### Task statement
Pick out every line in the rows below that contains the word "black", and copy each one. Matching is case-sensitive.

### Provided data

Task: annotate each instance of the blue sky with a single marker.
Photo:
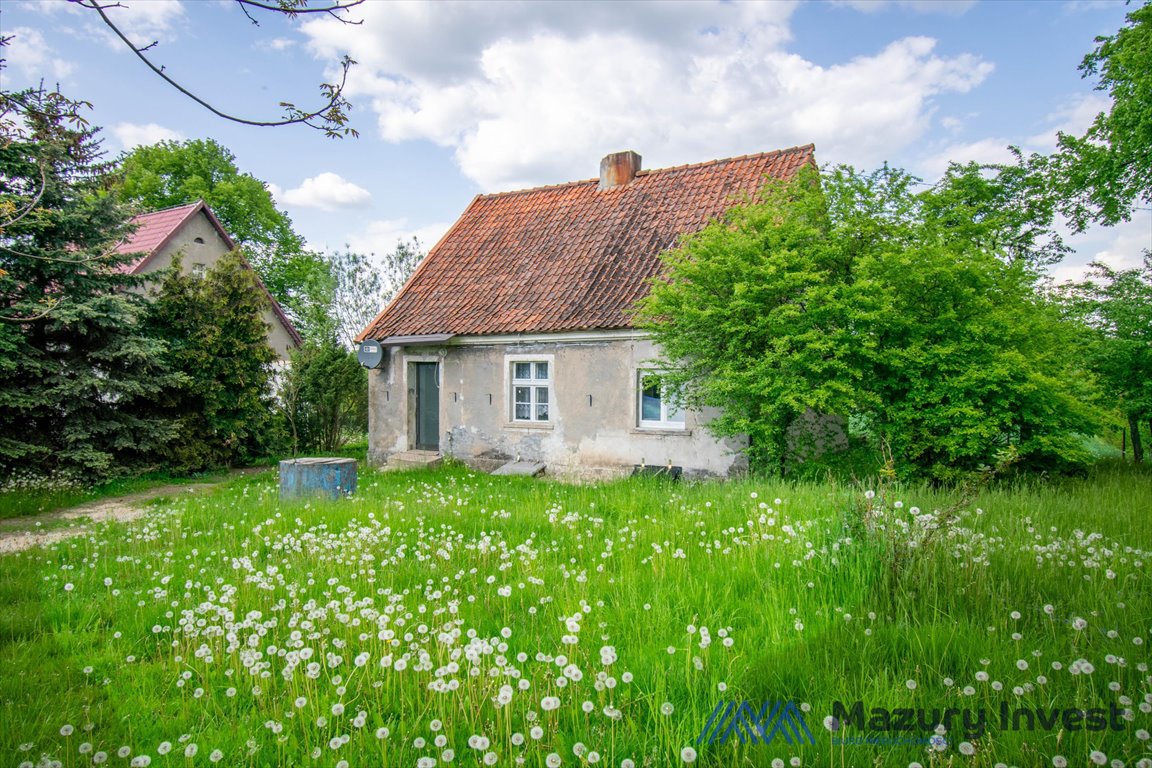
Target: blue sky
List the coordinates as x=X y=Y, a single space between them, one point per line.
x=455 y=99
--
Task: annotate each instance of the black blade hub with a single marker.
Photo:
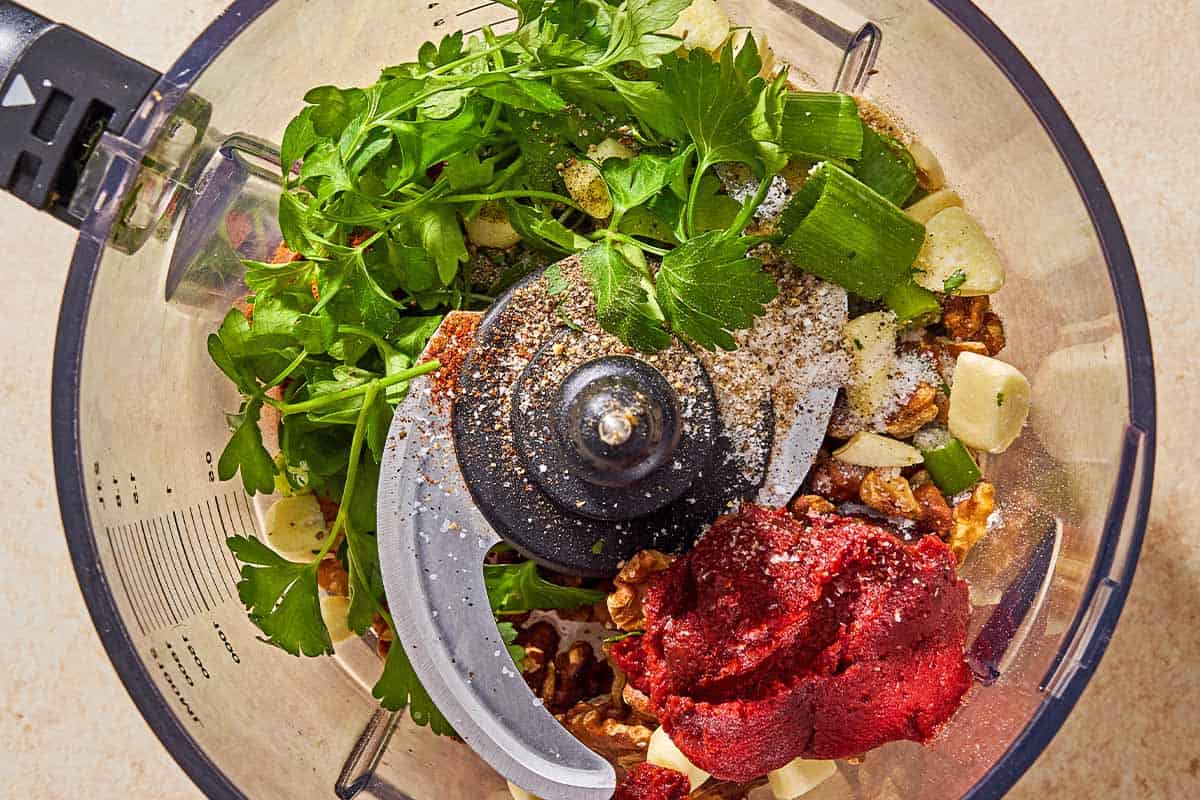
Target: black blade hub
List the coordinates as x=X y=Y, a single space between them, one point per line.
--
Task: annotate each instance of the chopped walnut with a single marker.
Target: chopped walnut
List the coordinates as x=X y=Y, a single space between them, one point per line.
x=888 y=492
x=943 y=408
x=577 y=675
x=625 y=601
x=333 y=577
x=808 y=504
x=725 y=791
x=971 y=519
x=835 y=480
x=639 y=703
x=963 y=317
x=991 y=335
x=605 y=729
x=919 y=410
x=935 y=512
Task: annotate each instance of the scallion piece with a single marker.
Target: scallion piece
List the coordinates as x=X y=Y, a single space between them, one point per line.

### Solved problem
Task: annotate each instance of the black blade hub with a single marker.
Target: black blade hub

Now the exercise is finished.